[Dataset records]

** Start **

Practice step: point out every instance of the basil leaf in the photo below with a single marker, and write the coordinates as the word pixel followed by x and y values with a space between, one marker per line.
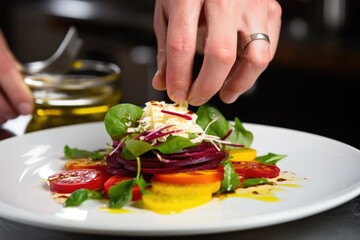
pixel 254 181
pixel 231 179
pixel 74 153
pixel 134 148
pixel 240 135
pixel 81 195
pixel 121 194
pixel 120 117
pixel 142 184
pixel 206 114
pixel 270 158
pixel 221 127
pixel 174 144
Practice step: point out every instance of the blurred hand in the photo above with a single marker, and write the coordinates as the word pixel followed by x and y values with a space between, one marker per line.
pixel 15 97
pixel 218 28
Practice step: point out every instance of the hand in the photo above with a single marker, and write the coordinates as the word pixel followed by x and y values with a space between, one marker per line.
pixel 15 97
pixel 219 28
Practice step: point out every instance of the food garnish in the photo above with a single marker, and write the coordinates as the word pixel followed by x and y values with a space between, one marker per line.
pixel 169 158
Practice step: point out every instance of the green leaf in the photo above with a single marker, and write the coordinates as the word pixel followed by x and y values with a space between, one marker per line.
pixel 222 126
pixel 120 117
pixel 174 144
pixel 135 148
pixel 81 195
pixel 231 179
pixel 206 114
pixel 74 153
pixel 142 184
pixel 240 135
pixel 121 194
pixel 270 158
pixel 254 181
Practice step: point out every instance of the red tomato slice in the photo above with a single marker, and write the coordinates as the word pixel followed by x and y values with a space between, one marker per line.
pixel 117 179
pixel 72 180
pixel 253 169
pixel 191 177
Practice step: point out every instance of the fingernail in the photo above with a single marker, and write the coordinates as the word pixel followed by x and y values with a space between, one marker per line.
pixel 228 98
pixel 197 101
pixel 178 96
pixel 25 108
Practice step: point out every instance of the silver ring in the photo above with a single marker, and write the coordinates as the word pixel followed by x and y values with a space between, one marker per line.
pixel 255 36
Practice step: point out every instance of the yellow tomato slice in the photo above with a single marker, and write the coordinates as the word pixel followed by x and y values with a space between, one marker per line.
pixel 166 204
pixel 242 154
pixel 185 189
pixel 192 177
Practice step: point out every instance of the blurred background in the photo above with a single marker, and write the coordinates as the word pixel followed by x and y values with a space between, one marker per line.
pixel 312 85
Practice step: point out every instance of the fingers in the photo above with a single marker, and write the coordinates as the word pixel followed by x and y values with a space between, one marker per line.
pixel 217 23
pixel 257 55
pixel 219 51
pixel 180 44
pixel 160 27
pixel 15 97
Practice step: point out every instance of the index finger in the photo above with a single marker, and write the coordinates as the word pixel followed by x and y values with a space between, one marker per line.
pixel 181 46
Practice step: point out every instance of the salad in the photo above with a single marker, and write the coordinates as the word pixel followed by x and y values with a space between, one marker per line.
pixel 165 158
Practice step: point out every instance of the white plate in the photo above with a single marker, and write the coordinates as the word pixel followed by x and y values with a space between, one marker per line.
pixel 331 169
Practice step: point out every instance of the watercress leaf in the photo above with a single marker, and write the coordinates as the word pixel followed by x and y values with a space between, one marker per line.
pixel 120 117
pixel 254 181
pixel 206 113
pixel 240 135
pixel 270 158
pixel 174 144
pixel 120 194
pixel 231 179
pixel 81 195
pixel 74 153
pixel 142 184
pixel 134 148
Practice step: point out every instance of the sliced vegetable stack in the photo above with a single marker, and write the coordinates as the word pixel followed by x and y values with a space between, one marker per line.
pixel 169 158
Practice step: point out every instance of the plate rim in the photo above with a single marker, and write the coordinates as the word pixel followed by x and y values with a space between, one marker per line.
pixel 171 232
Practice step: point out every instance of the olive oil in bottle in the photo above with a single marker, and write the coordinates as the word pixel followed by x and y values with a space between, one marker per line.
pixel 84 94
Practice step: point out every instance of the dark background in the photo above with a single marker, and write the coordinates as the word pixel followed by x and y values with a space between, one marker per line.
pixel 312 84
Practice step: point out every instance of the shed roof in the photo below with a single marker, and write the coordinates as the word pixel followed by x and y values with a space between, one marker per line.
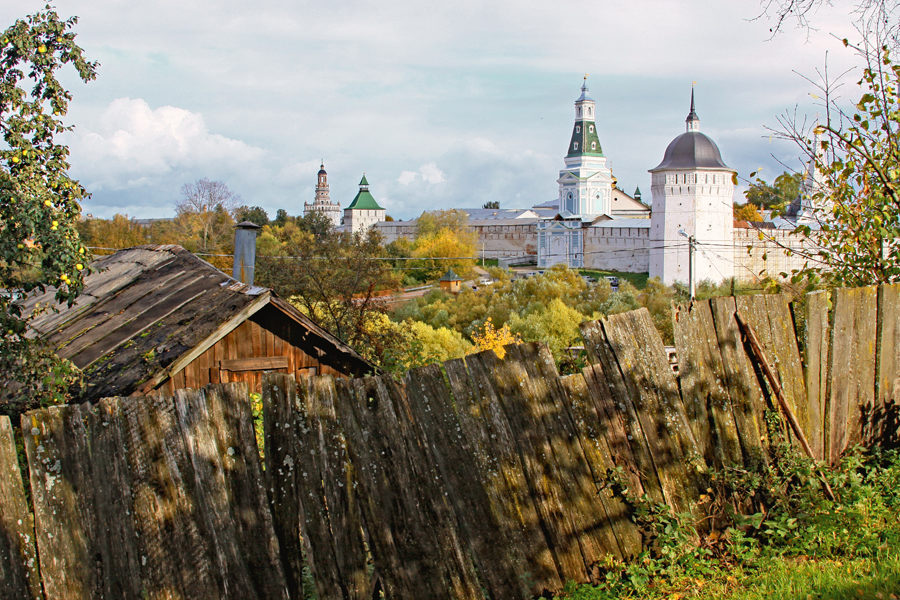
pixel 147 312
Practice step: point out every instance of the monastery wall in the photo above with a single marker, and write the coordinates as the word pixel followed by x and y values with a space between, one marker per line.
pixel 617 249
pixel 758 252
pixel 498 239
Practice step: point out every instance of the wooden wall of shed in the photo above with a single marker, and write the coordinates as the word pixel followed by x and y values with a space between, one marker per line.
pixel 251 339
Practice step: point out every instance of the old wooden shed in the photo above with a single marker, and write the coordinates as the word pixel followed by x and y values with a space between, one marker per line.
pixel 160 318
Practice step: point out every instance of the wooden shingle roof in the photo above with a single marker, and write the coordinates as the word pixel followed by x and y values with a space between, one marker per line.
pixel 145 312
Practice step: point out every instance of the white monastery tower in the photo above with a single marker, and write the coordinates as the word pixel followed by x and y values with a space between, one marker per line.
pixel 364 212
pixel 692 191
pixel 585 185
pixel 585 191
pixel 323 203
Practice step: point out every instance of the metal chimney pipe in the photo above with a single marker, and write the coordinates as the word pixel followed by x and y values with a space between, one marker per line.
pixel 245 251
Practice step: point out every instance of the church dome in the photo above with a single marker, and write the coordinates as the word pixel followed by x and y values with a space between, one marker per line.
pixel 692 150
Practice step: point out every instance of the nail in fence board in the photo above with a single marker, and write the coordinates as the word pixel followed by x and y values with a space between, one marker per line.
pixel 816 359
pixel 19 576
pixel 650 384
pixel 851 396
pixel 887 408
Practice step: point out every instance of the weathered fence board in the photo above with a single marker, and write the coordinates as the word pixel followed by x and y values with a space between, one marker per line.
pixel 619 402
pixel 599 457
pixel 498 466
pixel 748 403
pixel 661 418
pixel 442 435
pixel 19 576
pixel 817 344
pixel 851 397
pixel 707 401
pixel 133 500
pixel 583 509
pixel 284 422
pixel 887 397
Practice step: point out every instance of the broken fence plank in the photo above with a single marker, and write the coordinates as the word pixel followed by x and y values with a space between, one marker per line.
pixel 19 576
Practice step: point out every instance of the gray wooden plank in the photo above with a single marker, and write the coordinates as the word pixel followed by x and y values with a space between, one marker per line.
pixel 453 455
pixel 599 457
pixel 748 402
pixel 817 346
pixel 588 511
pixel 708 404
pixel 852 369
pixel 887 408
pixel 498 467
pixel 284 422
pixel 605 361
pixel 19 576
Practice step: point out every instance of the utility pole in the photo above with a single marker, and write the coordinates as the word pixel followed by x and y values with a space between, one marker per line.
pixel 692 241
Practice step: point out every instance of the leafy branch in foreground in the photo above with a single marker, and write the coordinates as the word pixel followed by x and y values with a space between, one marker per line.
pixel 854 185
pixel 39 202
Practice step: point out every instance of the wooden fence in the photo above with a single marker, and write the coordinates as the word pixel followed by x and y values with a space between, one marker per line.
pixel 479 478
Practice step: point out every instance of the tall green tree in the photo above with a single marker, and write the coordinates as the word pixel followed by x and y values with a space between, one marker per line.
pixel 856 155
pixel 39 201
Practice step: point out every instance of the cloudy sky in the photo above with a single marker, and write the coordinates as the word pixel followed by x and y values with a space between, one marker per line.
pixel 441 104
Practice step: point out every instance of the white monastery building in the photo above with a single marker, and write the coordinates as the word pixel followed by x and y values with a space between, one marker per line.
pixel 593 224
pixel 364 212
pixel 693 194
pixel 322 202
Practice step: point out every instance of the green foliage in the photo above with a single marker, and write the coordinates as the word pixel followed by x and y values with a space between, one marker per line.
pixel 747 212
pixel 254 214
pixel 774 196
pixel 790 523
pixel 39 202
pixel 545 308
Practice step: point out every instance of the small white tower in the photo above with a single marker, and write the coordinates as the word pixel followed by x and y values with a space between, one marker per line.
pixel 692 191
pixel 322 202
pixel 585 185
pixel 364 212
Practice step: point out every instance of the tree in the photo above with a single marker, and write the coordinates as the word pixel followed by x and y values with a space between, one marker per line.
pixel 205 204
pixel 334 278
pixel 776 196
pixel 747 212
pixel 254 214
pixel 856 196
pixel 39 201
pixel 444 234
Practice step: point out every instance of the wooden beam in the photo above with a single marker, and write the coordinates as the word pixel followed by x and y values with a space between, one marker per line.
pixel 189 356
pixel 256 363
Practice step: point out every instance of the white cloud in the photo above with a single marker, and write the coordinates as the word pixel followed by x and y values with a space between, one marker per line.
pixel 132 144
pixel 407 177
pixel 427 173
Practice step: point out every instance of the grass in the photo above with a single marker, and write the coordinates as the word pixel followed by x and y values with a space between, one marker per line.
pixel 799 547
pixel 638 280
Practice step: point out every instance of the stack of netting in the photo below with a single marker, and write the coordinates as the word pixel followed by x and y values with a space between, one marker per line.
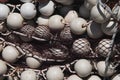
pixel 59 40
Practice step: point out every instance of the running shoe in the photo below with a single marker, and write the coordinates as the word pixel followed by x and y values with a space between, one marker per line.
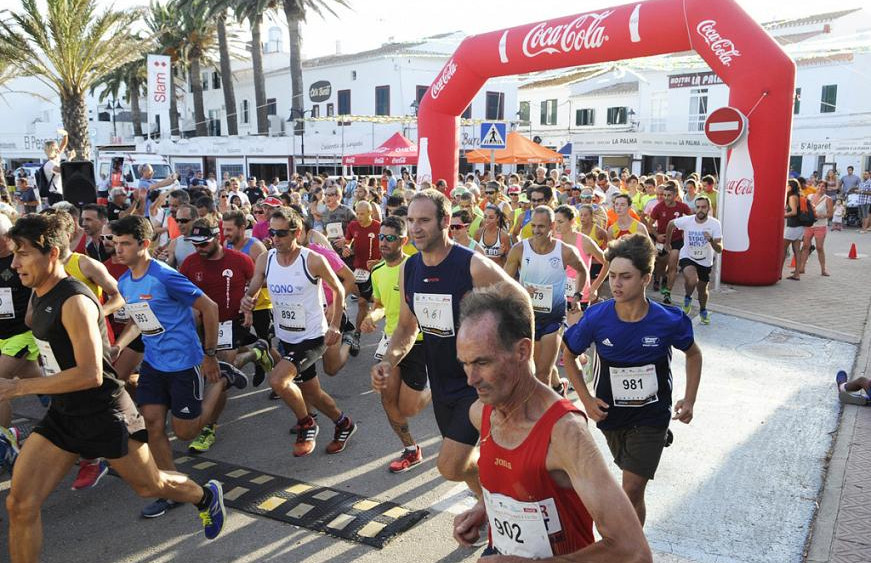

** End **
** Start **

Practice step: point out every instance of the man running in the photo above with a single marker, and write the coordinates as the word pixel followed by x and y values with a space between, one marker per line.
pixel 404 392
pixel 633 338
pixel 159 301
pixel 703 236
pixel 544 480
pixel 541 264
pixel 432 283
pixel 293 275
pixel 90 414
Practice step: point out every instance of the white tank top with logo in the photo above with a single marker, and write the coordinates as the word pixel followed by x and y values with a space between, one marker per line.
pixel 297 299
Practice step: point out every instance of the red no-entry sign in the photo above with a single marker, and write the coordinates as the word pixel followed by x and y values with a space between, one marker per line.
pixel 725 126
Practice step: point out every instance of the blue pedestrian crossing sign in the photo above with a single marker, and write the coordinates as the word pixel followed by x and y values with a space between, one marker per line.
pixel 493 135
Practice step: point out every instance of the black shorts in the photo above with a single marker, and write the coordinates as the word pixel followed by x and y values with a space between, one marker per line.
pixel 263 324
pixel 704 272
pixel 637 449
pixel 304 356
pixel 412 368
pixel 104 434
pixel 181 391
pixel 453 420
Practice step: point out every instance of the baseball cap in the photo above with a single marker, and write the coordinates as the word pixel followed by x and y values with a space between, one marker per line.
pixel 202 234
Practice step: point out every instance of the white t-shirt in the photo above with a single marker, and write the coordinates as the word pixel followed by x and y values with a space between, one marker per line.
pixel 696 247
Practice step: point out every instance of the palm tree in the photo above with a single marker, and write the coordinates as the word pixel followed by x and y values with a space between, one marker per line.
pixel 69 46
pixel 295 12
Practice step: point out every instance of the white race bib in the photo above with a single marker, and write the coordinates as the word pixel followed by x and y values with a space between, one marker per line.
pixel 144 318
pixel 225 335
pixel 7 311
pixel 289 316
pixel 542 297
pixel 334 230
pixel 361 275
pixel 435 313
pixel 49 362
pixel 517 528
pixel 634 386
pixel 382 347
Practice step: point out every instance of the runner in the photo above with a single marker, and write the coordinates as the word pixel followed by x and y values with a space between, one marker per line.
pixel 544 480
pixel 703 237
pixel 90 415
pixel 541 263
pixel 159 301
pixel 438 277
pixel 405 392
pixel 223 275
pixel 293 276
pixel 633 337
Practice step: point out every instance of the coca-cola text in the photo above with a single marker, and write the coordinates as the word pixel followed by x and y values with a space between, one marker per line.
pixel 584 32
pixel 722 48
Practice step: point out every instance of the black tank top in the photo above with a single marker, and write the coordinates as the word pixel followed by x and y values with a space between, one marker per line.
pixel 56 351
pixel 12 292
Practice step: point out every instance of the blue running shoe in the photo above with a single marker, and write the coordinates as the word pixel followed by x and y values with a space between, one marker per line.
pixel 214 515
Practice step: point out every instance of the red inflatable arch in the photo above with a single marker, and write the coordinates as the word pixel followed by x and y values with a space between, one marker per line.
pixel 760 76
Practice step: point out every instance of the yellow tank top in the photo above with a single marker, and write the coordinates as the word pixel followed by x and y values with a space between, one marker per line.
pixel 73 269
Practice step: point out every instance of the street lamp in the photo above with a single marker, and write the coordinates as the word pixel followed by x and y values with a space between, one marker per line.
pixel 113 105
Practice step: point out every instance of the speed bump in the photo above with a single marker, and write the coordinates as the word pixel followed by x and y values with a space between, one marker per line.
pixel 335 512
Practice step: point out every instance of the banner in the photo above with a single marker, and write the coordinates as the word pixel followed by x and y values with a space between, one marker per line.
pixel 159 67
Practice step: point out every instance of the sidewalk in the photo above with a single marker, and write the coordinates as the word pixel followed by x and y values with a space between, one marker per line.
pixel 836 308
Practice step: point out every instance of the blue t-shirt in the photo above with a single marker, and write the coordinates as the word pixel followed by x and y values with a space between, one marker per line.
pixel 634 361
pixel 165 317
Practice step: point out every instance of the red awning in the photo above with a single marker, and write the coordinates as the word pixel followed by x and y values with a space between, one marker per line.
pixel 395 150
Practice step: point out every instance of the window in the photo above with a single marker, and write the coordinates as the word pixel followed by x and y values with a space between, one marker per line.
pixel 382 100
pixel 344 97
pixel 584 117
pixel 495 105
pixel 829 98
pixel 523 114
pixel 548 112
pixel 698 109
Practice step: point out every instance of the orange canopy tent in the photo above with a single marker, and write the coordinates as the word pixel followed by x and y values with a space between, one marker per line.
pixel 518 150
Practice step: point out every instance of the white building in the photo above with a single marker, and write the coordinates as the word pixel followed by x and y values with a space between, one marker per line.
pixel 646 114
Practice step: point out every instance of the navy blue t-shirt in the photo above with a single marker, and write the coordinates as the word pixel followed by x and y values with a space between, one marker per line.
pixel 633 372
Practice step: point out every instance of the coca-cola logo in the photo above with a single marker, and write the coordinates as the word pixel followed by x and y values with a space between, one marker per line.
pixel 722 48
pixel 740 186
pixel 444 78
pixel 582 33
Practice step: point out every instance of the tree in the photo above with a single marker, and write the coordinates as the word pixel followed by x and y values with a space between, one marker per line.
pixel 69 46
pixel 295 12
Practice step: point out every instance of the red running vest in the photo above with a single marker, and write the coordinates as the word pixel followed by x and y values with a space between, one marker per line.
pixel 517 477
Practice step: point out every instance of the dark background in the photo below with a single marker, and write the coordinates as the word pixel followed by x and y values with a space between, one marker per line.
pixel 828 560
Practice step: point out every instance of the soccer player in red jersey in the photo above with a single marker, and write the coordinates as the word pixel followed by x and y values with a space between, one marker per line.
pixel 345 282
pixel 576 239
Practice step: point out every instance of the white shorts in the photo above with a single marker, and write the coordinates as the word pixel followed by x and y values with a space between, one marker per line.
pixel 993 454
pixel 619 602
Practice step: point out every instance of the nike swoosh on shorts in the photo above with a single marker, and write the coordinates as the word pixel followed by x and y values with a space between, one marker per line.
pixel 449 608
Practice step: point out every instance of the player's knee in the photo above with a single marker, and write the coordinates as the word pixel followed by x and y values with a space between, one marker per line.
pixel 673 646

** End **

■ Written request ■
Can you find every line in the dataset records above that contains the word "shorts" and copy each one out?

■ Response for this exercise ■
Practice step: point out every instance of the black shorts in the photo above with a single marker, and write the coordinates as the word pixel followed by x and y values with a space between, one marker per line.
Practice step: point out every instance of the white shorts in the photo above with a single marker, and write the coordinates as the word pixel followed by x and y values with a space between, one marker per line.
Practice step: point out every instance of the nike swoosh on shorts in the photo above with a single marker, and write the coordinates as the word pixel followed by x and y values with a space between, one marker per line.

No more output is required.